» Instruction:
Please output the entries below from the line that contains "Task: Indicate the white blouse" through the final line, reproduced exactly and alone.

» Provided data:
########################################

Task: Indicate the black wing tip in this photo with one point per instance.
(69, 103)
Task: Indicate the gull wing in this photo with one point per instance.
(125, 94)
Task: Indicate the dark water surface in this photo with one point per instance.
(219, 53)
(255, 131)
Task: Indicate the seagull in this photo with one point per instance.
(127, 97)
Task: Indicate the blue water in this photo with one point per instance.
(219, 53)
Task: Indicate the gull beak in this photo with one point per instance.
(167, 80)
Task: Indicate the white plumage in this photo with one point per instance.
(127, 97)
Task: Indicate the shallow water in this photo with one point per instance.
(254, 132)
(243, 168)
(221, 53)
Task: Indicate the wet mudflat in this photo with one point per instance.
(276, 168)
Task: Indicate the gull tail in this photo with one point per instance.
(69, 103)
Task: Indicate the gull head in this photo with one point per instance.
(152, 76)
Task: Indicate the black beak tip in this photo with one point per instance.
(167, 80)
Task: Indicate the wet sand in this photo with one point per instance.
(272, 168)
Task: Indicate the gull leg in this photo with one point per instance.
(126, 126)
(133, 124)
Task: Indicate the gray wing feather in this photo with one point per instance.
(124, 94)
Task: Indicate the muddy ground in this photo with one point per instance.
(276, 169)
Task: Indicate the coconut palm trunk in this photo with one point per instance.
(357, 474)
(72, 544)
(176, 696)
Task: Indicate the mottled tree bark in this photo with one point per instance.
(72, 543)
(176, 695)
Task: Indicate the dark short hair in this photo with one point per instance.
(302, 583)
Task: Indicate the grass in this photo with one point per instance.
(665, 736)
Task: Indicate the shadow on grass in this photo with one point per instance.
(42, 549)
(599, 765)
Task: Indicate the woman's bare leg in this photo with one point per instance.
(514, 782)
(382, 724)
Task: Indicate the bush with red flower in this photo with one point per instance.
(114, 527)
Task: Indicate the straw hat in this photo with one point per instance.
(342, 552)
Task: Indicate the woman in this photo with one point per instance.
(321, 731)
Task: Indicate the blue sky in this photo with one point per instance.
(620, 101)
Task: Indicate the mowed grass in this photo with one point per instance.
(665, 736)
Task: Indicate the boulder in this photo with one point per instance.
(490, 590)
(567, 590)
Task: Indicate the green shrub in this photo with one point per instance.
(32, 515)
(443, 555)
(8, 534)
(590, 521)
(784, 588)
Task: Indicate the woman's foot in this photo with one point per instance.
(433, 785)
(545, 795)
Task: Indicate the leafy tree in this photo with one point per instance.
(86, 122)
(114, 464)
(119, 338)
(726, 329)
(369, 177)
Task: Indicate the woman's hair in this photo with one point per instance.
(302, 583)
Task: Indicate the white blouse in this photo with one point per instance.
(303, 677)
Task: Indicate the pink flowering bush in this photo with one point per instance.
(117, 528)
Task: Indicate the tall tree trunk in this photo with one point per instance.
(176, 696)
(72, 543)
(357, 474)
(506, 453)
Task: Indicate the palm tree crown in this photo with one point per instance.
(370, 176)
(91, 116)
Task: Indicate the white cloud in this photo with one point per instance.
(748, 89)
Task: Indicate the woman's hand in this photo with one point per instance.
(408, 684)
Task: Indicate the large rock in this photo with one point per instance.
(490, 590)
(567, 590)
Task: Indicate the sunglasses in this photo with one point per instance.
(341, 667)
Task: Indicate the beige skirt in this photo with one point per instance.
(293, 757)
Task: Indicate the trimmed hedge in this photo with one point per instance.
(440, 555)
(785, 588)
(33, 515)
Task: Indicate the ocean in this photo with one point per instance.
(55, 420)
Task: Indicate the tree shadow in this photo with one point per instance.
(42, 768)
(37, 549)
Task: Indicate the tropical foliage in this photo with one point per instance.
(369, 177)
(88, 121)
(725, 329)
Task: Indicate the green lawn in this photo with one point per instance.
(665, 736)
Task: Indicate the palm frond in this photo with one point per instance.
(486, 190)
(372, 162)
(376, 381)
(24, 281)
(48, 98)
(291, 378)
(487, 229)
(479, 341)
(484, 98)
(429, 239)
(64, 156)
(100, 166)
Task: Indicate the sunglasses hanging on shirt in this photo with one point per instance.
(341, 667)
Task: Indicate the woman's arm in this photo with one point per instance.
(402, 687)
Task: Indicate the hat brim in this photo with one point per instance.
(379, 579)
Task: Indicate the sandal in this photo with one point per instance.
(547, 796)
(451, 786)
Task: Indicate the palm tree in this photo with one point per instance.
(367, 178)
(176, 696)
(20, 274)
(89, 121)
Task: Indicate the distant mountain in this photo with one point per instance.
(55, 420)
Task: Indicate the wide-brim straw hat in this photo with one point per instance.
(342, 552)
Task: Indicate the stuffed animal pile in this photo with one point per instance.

########################################

» Exercise result:
Task: Indicate the white blouse in this photo with one point per instance.
(303, 677)
Task: Indicate the pink flowering bush in this photo with one point per instance.
(117, 528)
Task: Indicate the tall tree trunk in this photo with one point per instance.
(176, 696)
(72, 543)
(357, 474)
(506, 453)
Task: Indicate the palm tree crown in this photo with one point per instance.
(370, 176)
(91, 116)
Task: Indicate the white cloud in this photo with one point per instance.
(748, 89)
Task: Indicate the woman's hand in this photo with one point per instance.
(408, 684)
Task: Indicate the large rock in this photo with one point per instance.
(490, 590)
(567, 590)
Task: Indicate the sunglasses in this photo with one point per instance.
(341, 667)
Task: Indicate the beige skirt in this photo with one point per instance.
(293, 757)
Task: Indicate the trimmed hedge in this photo with one point per instance.
(440, 555)
(785, 588)
(33, 515)
Task: Indicate the ocean in this photo with one point per instance.
(55, 420)
Task: Indicate the tree shadow in this photo with one point per instance.
(42, 768)
(37, 549)
Task: Indicate the tropical foliage in this photo with one point per instance.
(369, 177)
(88, 121)
(725, 329)
Task: Indicate the green lawn in this photo with one point per instance.
(665, 736)
Task: Indicate the palm frond in this photo with one point per instance.
(486, 190)
(372, 162)
(376, 381)
(24, 281)
(48, 98)
(291, 378)
(487, 229)
(479, 341)
(484, 98)
(429, 239)
(64, 156)
(100, 166)
Task: Indicate the sunglasses hanging on shirt in this photo with one point per instance.
(341, 667)
Task: Indicate the woman's arm in this photo with one point per instance.
(402, 687)
Task: Indicate the hat brim in this photo with one point per instance.
(379, 579)
Task: Indicate the sandal in this photo with one point per instance.
(547, 796)
(451, 786)
Task: Indicate the palm tree in this photo with one point per instance.
(367, 178)
(176, 696)
(20, 274)
(89, 121)
Task: Indicate the distant mountain in this photo with one point per instance.
(55, 420)
Task: Indicate the wide-brim straw hat in this photo with one point per instance.
(342, 552)
Task: Indicate the stuffed animal pile in this photo with one point per instance.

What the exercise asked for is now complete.